* [Tantangan a] Ringkas paragraf kutipan tentang bank yang diawali "BANK secara harfiah berasal" menjadi satu kalimat dengan tetap memuat fakta utamanya.

* [Kutipan yang Disediakan]
◆ ◆ ◆ ◆ ◆

Peranan Bank Indonesia (BI) Terhadap Bank Gagal

waktu baca 10 menit

Peranan Bank Indonesia (BI) Terhadap Bank Gagal

Oleh: Reza Sedyadi, Vindria Shafa Clarissha, Nada Alia Husna, Rizka Nabila *)

BANK secara harfiah berasal dari bahasa italia, yakni Banco yang artinya bangku. Bangku sendiri merujuk pada meja yang yang digunakan oleh para banker untuk melakukan kegiatan operasional melayani masyarakat atau nasabah. Istilah bangku pun semakin berkembang menjadi Bank.

Bank adalah sebuah lembaga intermediasi keuangan, umumnya didirikan dengan kewenangan untuk menerima simpanan uang, peminjaman uang, dan menerbitkan promes atau banknote.

Berdasarkan Pasal 1 ayat 2 Undang-Undang Nomor 10 Tahun 1998 tentang Perbankan, menyebutkan bahwa bank adalah sebuah badan usaha yang mengimpun dana dari masyarakat dalam bentuk simpanan dan menyalurkan nya kepada masyarakat dalam bentuk kredit dan atau bentuk bentuk lain dengan tujuan untuk meningkatkan taraf hidup orang banyak.

Selain itu di dalam Pasal 1 ayat 3 Undang-Undang Nomor 10 Tahun 1998 tentang Perbankan  menjelaskan definisi bank umum adalah bank yang melaksanakan kegiatan-kegiatan konvensional maupun secara syariah dalam kegiatannya memberikan jasa keuangan dalam lalu lintas pembayaran.

Di dalam Standar Akuntansi Keuangan (PSAK) Nomor 31 dijelaskan bank adalah suatu lembaga yang berperan sebagai perantara keuangan antara pihak-pihak yang memiliki kelebihan dana dan pihak-pihak yang memerlukan dana, serta sebagai lembaga yang berfungsi memperlancar lalu lintas pembayaran.

Fungsi perbankan berdasarkan Undang–Undang Perbankan diantaranya agent of trust yang artinya pembawa kepercayaan. Bank dinilai sebagai lembaga yang mengandalkan kepercayaan sebagai kunci dan dasar utama kegiatan perbankan.

Kepercayaan tersebut meliputi segala kegiatan operasional yang menyangkut kepentingan masyarakat selaku nasabah. Secara logika, setiap masyarakat yang menitipkan dana pada bank pun telah memiliki kepercayaan terhadap lembaga keuangan tersebut.

Dapat dikatakan, kepercayaan tersebut berupa keyakinan masyarakat yang menitipkan dana pada bank yang dapat mengambil uang tersebut sewaktu-waktu tanpa adanya masalah, tanpa adanya ketakutan bank tersebut akan bangkrut, dan lain sebagainya, sehingga nasabah dapat menarik dana kapan pun dan dimana pun.

◆ ◆ ◆ ◆ ◆

* [Entri Dataset]

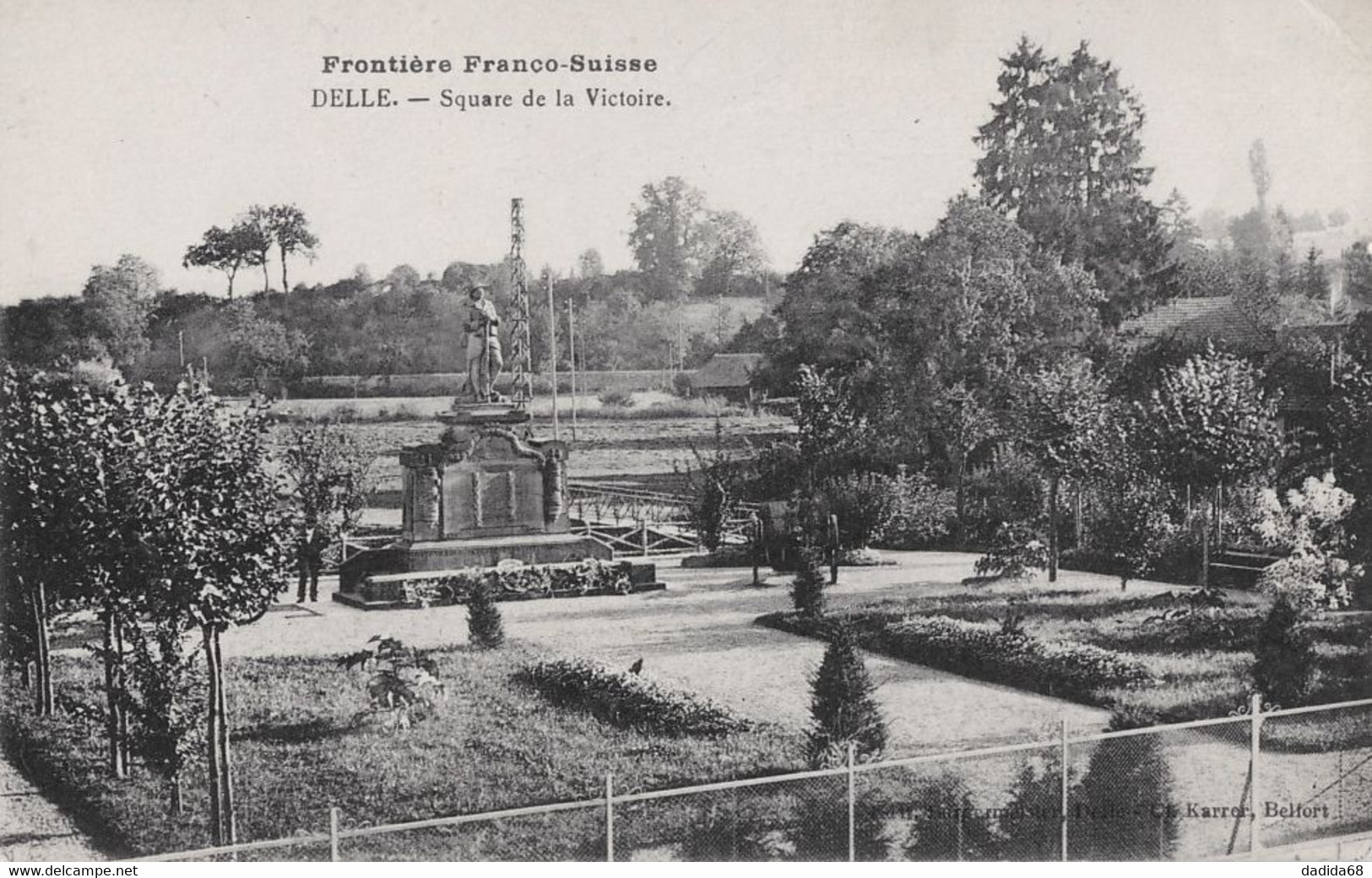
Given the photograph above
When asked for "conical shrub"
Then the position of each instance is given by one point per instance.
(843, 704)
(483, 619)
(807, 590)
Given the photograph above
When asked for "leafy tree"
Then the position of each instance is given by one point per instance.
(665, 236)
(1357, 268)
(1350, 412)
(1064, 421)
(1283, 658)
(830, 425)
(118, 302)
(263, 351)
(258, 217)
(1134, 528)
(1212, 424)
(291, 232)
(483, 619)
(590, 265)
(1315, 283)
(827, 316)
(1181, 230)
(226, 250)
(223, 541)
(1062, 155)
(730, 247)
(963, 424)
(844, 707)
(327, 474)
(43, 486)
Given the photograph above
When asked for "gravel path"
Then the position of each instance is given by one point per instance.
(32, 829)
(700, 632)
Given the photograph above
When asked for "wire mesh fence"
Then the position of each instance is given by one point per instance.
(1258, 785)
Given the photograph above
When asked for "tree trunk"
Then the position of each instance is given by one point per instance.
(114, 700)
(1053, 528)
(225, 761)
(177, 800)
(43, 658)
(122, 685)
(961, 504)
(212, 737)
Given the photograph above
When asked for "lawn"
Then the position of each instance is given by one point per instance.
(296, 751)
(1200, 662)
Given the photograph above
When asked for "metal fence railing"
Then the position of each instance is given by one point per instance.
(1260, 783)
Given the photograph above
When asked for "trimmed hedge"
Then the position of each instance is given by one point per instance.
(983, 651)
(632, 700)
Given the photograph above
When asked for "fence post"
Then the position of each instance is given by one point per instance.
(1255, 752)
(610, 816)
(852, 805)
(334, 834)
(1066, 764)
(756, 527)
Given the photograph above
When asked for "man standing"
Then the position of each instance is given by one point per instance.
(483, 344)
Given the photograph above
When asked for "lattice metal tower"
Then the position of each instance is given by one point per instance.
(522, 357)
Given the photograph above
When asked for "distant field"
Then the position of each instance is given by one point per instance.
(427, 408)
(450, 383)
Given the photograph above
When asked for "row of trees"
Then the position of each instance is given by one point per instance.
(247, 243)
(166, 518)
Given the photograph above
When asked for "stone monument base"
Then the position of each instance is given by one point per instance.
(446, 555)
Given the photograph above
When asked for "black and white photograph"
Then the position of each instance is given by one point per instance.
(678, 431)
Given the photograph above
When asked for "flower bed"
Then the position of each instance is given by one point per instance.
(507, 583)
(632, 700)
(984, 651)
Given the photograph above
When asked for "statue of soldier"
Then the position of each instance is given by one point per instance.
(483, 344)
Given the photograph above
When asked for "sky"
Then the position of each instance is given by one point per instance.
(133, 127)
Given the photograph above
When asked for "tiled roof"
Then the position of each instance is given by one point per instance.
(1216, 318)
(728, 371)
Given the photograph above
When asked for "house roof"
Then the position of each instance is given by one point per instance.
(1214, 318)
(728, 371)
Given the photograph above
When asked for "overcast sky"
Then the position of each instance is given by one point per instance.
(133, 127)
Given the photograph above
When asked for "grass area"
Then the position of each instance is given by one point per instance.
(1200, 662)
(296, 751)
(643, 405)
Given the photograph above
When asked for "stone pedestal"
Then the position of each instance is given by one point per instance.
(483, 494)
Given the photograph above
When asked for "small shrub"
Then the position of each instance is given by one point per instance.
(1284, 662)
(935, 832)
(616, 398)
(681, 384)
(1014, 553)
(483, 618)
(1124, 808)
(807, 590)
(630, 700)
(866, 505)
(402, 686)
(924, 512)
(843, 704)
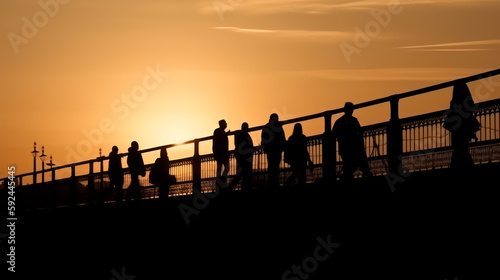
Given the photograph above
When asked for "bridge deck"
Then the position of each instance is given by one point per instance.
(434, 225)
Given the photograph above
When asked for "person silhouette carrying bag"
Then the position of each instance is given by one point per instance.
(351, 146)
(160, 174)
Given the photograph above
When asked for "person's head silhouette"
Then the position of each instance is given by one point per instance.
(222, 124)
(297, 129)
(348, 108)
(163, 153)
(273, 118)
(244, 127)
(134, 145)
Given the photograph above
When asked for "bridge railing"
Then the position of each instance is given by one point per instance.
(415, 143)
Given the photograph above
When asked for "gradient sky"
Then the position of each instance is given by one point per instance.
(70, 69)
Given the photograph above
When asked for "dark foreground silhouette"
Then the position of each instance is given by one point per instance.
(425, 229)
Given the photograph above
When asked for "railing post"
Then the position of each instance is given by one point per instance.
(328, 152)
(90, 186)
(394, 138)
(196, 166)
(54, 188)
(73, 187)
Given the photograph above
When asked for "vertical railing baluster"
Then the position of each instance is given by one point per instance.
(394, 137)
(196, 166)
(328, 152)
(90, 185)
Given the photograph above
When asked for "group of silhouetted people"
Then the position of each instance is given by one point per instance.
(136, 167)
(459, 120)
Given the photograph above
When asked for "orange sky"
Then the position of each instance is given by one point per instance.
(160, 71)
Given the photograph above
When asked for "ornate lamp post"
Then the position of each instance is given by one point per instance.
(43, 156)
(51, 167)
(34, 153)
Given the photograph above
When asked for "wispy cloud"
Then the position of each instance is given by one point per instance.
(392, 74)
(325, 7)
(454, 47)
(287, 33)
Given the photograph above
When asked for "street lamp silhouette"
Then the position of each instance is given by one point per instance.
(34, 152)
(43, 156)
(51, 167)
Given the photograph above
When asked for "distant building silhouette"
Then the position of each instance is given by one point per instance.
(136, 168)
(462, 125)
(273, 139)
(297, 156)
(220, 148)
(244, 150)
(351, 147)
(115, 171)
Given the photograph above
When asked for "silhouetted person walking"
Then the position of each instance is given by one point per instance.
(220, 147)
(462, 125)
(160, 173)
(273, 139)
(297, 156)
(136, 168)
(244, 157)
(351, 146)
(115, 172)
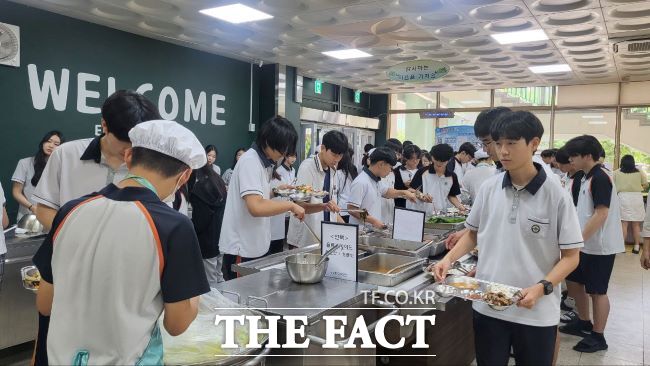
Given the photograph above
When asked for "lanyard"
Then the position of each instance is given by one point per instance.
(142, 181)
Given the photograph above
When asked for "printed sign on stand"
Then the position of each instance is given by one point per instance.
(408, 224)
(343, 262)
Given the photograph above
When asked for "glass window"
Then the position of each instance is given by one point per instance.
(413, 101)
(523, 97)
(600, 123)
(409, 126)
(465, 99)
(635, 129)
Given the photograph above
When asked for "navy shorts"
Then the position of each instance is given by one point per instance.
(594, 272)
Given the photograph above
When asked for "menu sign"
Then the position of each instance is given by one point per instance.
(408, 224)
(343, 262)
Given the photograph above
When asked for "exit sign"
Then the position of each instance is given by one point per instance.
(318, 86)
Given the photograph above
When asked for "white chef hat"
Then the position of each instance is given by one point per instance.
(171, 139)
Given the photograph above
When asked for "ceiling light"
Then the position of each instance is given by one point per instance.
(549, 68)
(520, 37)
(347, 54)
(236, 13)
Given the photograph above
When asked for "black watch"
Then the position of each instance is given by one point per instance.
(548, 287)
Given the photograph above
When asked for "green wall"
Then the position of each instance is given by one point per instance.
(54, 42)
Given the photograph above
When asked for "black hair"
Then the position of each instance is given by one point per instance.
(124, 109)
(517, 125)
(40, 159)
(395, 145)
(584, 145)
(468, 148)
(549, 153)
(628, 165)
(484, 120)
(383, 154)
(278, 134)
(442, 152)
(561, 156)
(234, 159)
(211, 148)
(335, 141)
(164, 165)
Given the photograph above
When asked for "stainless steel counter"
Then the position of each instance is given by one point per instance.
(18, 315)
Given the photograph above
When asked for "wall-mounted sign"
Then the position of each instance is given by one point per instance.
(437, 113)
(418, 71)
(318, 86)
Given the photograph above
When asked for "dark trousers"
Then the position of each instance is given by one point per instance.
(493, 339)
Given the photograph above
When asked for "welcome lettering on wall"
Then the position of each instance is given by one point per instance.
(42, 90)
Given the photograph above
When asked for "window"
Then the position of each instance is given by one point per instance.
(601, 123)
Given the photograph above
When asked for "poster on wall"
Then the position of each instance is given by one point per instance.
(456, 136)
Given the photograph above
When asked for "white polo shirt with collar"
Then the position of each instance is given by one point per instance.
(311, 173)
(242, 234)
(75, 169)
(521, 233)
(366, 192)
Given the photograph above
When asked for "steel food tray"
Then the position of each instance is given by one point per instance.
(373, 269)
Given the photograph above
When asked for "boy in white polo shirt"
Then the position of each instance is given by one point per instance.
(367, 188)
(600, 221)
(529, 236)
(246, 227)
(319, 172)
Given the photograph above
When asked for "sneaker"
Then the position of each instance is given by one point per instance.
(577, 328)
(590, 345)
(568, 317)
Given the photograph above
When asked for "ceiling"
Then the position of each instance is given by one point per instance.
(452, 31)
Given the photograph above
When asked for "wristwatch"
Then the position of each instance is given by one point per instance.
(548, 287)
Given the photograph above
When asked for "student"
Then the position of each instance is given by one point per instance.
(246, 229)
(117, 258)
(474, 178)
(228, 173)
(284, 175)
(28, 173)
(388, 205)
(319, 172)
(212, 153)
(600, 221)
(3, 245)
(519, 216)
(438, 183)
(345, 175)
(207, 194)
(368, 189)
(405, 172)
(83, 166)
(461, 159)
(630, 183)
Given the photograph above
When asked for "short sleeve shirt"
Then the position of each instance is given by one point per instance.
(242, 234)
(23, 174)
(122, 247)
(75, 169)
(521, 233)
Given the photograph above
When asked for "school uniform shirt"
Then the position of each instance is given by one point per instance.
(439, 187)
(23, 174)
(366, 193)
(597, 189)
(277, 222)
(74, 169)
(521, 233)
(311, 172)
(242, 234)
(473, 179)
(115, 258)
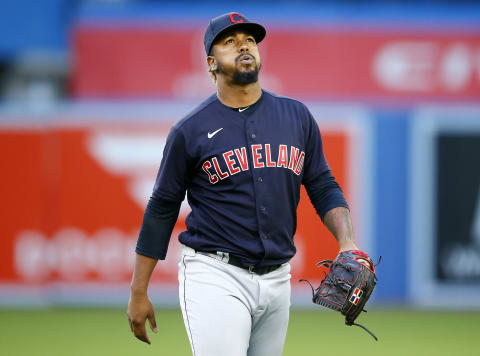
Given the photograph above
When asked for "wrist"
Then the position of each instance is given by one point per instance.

◆ ◆ ◆ ◆ ◆

* [Tantangan b] Sebutkan jumlah baris entri yang memuat kata "metal", dengan membedakan huruf besar dan kecil. Jawab hanya dengan angkanya.

* [Keluaran yang Diharapkan a] Kata bank berasal dari kata Italia Banco yang berarti bangku, yaitu meja tempat para banker melayani masyarakat atau nasabah, lalu istilah itu berkembang menjadi Bank.

* [Keluaran yang Diharapkan b] 2